INSTRUCTIONS FOR THE TASK> Which lines below hold the word "rifle"? Report each one.

+++ DATA SHOWN

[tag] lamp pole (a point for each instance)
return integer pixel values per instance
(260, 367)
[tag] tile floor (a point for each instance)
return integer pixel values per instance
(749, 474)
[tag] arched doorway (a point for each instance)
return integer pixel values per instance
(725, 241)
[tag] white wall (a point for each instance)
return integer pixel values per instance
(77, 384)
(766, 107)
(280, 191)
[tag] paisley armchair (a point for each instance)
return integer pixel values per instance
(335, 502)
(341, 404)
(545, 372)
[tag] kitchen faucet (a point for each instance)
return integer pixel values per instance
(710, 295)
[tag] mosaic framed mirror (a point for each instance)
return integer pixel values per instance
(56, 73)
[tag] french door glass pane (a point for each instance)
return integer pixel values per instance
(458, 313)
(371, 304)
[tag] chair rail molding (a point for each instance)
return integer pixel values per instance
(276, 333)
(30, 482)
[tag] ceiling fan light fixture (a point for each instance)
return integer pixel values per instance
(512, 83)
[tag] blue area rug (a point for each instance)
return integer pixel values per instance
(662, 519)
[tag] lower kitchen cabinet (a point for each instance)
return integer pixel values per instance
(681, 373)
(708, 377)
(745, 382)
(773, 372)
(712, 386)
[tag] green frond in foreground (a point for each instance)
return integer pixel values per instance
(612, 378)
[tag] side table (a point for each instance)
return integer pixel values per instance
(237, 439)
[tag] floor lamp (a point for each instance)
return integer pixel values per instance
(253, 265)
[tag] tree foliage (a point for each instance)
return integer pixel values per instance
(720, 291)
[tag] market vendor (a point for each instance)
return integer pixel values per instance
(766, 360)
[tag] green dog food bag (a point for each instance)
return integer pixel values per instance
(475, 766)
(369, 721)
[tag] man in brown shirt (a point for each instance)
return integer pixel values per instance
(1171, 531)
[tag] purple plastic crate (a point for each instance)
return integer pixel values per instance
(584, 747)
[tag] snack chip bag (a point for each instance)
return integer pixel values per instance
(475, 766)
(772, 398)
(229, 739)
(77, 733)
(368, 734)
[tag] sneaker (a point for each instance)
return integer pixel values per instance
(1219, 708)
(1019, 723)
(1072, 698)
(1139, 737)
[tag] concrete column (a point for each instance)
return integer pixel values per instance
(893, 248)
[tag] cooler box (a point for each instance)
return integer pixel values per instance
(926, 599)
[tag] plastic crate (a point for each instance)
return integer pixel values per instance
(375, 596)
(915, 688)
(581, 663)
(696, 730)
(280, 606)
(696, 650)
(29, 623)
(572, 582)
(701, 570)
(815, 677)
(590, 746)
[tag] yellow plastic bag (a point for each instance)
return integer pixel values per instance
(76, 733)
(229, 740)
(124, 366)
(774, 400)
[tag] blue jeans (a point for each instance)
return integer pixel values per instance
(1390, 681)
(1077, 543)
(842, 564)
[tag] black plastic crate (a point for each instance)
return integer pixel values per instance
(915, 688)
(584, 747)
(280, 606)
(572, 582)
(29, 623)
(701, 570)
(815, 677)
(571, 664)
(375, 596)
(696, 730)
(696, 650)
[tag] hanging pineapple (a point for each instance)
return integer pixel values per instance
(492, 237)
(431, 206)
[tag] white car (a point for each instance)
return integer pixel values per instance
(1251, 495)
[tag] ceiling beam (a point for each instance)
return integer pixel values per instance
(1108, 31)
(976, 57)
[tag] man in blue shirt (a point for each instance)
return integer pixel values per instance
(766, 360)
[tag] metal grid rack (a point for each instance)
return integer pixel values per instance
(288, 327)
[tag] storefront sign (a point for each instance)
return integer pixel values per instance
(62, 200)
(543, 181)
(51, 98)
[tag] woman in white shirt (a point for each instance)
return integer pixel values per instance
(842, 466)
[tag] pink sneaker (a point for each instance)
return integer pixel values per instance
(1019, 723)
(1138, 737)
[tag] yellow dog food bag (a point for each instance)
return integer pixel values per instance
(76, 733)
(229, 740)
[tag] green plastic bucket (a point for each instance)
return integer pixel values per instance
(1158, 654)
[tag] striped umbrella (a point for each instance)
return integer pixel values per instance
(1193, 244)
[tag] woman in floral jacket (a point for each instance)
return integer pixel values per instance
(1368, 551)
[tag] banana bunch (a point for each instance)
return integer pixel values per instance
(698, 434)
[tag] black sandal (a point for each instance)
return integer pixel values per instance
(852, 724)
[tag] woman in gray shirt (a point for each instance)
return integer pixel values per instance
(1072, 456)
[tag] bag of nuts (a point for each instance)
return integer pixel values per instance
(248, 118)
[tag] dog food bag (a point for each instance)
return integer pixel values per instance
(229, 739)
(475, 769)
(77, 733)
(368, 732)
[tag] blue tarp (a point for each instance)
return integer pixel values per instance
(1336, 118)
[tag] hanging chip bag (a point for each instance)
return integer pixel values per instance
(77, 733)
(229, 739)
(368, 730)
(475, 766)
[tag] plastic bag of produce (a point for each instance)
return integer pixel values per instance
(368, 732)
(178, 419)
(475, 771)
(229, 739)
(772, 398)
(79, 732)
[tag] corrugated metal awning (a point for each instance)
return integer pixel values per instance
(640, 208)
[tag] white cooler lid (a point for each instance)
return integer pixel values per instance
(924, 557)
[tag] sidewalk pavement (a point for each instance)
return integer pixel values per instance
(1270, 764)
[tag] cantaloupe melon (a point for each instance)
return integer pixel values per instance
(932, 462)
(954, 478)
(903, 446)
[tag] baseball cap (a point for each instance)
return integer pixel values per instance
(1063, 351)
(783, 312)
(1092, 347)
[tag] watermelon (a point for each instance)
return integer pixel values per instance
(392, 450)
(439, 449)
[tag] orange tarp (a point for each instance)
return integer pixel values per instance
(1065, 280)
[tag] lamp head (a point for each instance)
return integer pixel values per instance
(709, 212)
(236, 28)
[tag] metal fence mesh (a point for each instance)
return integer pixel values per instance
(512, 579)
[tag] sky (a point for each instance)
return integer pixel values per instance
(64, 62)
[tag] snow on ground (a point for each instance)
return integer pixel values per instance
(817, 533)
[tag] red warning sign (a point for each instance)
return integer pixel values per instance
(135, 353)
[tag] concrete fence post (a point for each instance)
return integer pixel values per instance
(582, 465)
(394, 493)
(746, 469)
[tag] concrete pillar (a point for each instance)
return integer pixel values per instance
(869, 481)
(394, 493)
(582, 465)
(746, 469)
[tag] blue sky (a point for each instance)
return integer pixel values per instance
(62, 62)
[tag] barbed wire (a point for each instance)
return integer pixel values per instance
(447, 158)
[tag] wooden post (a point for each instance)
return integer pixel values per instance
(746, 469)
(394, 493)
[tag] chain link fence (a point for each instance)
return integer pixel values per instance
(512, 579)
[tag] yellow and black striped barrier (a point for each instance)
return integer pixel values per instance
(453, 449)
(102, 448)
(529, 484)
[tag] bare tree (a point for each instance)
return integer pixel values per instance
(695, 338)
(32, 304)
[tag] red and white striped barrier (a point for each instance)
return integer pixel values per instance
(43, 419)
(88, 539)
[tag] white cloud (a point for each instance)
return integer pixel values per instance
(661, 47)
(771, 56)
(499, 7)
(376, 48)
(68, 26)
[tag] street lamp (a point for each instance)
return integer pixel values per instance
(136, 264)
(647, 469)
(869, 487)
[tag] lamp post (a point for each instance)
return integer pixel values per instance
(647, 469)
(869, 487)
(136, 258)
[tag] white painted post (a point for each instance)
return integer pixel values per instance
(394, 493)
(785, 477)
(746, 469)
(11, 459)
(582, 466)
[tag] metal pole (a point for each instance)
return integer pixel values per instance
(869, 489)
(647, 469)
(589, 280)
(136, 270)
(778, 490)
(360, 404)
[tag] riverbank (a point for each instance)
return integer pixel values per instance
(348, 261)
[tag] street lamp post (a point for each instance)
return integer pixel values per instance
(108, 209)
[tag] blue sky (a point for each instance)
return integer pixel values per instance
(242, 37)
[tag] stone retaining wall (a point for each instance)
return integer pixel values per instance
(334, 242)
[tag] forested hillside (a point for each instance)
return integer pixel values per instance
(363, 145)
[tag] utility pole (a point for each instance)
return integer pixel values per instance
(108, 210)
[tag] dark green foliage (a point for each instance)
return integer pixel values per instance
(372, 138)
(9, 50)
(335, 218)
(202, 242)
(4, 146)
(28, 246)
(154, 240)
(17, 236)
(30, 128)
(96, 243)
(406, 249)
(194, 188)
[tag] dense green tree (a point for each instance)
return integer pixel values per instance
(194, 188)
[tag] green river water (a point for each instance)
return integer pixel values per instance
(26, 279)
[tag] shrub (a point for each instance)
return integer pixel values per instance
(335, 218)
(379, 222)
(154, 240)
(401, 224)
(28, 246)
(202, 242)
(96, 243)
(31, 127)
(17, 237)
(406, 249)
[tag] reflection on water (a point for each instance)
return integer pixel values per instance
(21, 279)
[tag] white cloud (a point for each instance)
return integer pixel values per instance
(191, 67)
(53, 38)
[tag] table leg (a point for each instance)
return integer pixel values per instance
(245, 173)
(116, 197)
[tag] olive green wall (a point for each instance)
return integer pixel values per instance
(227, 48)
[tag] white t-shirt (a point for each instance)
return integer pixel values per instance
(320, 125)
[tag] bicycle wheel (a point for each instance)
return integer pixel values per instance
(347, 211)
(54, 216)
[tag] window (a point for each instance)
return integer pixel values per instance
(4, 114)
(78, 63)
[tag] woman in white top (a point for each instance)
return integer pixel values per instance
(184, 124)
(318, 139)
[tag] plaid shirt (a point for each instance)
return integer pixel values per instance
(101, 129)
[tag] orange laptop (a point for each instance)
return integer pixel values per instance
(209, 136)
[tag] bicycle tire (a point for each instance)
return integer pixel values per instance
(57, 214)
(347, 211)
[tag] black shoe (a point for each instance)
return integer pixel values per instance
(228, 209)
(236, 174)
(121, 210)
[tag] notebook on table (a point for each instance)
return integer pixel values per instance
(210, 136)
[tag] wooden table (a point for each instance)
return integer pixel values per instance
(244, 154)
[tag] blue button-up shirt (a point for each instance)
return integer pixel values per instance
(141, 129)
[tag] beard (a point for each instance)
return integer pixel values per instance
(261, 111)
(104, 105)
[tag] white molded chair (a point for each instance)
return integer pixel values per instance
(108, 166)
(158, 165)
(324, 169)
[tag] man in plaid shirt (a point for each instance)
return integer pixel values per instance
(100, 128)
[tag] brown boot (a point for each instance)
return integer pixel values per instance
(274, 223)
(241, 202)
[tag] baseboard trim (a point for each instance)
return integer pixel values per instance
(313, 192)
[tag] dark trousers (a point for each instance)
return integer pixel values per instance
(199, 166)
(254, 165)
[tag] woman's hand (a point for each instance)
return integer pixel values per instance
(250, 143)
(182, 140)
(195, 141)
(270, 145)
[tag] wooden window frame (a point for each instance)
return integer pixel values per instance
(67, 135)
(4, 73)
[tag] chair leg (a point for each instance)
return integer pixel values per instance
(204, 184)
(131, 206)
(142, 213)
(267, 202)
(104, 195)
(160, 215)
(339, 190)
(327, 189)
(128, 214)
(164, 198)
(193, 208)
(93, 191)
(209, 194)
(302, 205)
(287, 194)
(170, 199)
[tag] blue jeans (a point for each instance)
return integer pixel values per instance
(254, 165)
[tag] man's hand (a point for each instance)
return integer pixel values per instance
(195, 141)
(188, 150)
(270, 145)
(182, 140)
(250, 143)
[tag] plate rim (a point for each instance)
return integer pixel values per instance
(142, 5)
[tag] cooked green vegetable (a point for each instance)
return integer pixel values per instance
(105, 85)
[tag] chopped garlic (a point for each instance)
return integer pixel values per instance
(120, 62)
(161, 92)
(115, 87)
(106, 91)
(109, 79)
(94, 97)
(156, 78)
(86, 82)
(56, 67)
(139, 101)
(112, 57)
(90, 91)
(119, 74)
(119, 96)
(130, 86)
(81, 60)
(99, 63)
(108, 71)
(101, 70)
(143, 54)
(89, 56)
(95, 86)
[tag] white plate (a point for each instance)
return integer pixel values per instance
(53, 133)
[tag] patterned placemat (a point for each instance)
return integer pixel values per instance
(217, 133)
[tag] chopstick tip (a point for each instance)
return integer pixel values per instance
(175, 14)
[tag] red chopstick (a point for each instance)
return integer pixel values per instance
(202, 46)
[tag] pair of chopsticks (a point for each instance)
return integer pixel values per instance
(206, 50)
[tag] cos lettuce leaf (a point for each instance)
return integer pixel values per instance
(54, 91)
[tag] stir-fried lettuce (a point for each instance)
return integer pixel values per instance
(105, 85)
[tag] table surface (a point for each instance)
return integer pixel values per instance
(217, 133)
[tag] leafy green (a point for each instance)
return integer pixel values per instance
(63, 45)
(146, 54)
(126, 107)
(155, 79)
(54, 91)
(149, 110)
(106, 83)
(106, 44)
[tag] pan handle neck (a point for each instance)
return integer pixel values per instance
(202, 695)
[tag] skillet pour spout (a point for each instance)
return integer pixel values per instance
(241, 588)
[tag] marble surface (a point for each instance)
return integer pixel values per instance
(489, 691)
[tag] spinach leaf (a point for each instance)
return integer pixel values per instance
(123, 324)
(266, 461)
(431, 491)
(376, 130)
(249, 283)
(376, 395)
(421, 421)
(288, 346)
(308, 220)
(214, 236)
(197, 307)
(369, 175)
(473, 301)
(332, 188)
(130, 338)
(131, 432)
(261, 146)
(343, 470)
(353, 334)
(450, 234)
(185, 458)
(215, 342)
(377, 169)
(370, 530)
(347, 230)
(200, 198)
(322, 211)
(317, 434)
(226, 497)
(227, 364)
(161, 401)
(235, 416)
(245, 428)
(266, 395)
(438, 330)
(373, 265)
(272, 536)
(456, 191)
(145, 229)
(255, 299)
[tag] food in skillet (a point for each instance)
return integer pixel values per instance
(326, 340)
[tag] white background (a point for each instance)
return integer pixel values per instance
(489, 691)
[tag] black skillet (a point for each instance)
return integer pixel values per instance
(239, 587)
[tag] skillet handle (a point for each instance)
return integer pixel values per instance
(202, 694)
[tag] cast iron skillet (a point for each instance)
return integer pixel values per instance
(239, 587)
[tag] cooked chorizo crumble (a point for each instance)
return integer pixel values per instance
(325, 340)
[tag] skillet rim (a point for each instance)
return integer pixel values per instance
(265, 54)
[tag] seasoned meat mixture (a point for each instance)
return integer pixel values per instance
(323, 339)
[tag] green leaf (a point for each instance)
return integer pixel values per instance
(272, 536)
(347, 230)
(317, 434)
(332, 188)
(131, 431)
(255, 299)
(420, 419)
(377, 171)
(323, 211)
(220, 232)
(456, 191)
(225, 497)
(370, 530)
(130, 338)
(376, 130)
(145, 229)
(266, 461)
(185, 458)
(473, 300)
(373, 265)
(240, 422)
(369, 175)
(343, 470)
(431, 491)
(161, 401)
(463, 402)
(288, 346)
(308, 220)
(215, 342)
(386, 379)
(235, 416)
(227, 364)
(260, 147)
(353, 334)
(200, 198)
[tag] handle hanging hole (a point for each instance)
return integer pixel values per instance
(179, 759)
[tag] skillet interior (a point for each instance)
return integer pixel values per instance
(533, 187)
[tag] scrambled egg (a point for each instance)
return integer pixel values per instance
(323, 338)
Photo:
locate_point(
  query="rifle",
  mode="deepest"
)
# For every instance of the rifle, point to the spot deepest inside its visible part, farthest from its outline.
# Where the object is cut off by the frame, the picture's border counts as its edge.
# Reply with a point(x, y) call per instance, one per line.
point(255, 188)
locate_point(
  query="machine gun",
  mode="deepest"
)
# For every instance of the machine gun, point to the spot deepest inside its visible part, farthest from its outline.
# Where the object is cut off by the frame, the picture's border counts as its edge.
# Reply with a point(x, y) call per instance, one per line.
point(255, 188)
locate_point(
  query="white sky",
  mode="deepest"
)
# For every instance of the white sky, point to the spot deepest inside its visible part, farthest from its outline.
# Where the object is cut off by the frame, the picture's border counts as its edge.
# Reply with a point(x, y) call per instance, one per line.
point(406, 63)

++++++

RESPONSE>
  query="rifle",
# For every instance of the rifle, point to the spot deepest inside its visible part, farthest from its outline.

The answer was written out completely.